▶ _Entries supplied_
▬▬▬
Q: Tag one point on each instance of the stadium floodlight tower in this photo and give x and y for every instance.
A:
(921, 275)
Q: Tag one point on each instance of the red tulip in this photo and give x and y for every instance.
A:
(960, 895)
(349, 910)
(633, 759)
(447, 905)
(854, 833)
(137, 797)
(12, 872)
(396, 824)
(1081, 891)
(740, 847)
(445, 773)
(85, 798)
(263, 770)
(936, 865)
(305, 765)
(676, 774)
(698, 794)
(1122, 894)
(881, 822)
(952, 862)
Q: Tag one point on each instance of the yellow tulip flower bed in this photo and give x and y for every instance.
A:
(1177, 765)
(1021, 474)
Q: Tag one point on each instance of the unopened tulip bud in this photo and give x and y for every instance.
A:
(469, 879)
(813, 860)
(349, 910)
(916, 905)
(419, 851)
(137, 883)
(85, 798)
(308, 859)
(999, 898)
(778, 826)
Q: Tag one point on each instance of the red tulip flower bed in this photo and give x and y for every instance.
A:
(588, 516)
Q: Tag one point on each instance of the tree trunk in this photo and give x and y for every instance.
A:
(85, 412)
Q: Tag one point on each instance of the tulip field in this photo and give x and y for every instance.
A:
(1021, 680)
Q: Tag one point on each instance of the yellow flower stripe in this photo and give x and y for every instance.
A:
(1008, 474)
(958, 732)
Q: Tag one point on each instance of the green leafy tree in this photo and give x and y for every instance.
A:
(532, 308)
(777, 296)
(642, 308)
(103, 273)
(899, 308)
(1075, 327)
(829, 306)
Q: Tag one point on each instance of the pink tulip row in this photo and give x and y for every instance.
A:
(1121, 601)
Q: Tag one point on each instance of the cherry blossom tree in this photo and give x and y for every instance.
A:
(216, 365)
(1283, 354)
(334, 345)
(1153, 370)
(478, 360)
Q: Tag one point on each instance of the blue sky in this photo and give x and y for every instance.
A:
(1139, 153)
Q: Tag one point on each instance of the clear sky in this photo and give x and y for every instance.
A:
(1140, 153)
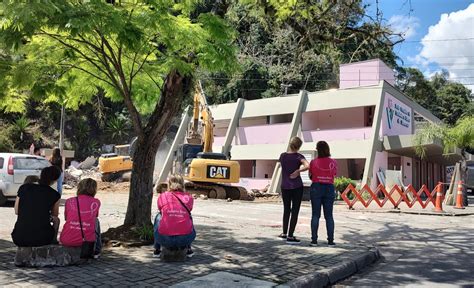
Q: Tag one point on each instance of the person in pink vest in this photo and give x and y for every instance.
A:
▬▬▬
▶ _To do_
Copy the listing from its start through the line containing "(1121, 601)", swapping "Tag" for "Mark" wherever it appears and leaving everything else unchanged.

▶ _Result of the exercise_
Q: Mark one point on each instance of the stadium floodlight tower in this photo and give x and y for every instance.
A:
(921, 275)
Q: Mark one point on each instance of the red tulip in this photo and give x and y for every instance.
A:
(960, 895)
(349, 910)
(633, 759)
(447, 905)
(854, 833)
(137, 797)
(12, 872)
(396, 824)
(1081, 891)
(740, 847)
(445, 773)
(85, 798)
(263, 770)
(936, 865)
(305, 765)
(676, 774)
(698, 794)
(1122, 894)
(881, 822)
(952, 862)
Q: Mark one point on each instance of the yellow tulip flower bed in this photo and give x and y for every instance.
A:
(1177, 765)
(1021, 474)
Q: Mark one point on each instance of the unopened tulip bud in this photo and give x and y for every instance.
A:
(469, 879)
(813, 860)
(349, 910)
(916, 905)
(419, 851)
(137, 883)
(85, 798)
(308, 859)
(999, 898)
(778, 826)
Q: Mark one point on each instance of the red tulip flower bed in this photo and give x and y for every instance.
A:
(588, 516)
Q: Mark one point on each instance of the tree trunk in this photo and give x and y for every instance.
A:
(85, 412)
Q: Mark one point on each instance of the tulip field in this photo and give x and y for every instance.
A:
(1021, 680)
Q: Mark one point on each instance of the yellow flower stripe in this photo and give x and y for every instance.
A:
(1008, 474)
(958, 732)
Q: Mark one point on each instance of the green leafy tree in this photo and give x and y for every instance.
A:
(532, 308)
(777, 296)
(642, 308)
(103, 273)
(899, 308)
(1075, 327)
(829, 306)
Q: Mark one point on each instance of the pink tulip row in this photo and give x and y for every instance.
A:
(1121, 601)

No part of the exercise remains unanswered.